[EXERCISE INSTRUCTIONS]
Pick out and copy every line below that contains the string "outlines", treating uppercase and lowercase letters as distinct.

Annotation records:

################

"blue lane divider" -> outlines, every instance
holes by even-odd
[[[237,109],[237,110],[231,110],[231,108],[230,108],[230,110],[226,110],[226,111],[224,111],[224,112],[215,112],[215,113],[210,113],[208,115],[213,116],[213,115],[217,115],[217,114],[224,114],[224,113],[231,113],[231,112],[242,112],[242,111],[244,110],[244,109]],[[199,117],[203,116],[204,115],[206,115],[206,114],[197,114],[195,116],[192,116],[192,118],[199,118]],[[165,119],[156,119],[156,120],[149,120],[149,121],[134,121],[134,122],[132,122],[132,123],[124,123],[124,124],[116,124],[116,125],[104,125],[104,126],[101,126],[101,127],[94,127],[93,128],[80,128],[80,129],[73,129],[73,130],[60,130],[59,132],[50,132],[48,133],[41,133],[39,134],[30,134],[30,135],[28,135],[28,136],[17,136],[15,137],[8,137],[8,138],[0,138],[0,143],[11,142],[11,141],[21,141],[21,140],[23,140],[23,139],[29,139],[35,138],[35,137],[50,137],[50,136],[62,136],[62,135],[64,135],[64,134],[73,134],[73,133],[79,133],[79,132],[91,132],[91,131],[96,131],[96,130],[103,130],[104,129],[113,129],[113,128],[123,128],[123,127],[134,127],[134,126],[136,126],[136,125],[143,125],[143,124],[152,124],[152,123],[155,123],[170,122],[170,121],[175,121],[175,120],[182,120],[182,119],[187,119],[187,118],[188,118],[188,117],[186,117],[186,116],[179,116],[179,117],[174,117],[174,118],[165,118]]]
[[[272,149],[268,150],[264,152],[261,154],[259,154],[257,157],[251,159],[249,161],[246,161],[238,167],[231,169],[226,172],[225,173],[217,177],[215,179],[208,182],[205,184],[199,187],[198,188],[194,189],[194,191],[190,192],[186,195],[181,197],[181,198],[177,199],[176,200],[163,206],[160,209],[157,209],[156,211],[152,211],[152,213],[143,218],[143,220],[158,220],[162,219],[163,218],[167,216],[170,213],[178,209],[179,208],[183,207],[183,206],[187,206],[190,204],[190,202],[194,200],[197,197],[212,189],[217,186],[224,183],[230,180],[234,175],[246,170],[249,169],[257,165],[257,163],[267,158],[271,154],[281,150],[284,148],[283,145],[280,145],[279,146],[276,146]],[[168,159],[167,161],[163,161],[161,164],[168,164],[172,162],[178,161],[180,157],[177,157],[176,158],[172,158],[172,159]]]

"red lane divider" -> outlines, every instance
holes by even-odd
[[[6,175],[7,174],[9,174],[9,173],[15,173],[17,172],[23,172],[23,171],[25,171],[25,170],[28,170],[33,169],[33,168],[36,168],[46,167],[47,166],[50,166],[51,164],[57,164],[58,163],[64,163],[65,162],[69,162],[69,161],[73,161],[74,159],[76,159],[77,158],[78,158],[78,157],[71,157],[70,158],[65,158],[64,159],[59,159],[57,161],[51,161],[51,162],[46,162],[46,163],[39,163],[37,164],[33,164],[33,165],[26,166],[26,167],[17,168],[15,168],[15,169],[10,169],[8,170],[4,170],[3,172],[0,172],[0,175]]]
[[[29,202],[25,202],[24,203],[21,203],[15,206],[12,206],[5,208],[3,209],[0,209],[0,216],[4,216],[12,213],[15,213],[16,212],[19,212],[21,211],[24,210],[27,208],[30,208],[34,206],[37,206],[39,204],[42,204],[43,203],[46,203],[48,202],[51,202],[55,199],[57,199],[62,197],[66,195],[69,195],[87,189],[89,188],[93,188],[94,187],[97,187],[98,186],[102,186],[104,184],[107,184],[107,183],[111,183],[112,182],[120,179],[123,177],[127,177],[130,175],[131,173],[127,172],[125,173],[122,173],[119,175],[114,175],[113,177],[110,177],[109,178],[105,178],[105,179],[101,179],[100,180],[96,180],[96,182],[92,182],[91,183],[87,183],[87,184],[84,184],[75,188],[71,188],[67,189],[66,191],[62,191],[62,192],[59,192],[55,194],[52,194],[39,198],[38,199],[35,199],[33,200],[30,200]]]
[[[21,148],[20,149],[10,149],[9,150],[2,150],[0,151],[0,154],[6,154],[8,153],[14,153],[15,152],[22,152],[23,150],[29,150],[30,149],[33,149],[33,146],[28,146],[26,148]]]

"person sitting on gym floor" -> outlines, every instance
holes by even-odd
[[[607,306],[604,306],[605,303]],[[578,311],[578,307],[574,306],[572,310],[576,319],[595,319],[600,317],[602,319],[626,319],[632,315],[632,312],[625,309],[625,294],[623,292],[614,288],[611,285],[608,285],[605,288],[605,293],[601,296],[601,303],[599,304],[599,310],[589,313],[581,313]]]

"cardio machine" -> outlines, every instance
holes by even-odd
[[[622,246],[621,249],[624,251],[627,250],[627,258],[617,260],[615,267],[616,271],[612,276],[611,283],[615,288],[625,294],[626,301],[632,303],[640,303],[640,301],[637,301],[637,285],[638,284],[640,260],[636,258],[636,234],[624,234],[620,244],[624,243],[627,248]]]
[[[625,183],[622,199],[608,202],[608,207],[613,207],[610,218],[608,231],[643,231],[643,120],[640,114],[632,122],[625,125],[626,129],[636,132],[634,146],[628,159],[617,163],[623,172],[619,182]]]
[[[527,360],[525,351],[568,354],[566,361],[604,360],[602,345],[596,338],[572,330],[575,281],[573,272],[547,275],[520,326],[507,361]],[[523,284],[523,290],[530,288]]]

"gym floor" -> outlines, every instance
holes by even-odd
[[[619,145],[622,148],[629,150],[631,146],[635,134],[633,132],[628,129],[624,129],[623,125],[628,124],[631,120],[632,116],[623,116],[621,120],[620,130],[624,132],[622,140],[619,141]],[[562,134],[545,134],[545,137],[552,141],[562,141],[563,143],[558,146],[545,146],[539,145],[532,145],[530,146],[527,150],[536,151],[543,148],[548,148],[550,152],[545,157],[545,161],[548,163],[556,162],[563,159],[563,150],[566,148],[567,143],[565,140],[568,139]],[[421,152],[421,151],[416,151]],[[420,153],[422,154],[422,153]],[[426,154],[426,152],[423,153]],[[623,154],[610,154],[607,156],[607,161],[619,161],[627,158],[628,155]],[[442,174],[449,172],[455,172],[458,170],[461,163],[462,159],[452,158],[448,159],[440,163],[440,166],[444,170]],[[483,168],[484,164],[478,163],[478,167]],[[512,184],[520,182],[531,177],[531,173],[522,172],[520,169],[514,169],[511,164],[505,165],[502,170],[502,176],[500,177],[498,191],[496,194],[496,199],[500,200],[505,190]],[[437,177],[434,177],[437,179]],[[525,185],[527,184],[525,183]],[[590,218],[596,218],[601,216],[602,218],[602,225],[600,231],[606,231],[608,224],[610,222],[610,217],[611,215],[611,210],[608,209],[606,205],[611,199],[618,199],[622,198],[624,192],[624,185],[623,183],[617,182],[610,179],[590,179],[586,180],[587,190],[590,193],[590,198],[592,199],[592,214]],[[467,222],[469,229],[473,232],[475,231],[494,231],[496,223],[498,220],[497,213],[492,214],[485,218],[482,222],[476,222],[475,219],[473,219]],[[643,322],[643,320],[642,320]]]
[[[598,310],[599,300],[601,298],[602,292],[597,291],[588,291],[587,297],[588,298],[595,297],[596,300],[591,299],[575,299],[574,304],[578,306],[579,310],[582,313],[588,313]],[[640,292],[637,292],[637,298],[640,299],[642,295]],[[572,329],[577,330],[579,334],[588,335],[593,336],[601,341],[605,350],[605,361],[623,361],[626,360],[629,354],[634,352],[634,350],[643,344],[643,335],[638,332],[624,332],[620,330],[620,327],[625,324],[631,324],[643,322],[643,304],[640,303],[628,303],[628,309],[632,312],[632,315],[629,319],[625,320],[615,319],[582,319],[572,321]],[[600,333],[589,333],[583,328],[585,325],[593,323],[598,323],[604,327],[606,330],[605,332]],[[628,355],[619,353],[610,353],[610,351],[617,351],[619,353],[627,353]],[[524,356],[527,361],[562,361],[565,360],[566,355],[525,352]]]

################

[TASK OUTPUT]
"blue lane divider" -> outlines, every instance
"red lane divider" -> outlines, every instance
"person sitting on gym floor" -> outlines, every instance
"cardio machine" -> outlines, every instance
"gym floor" -> outlines, every instance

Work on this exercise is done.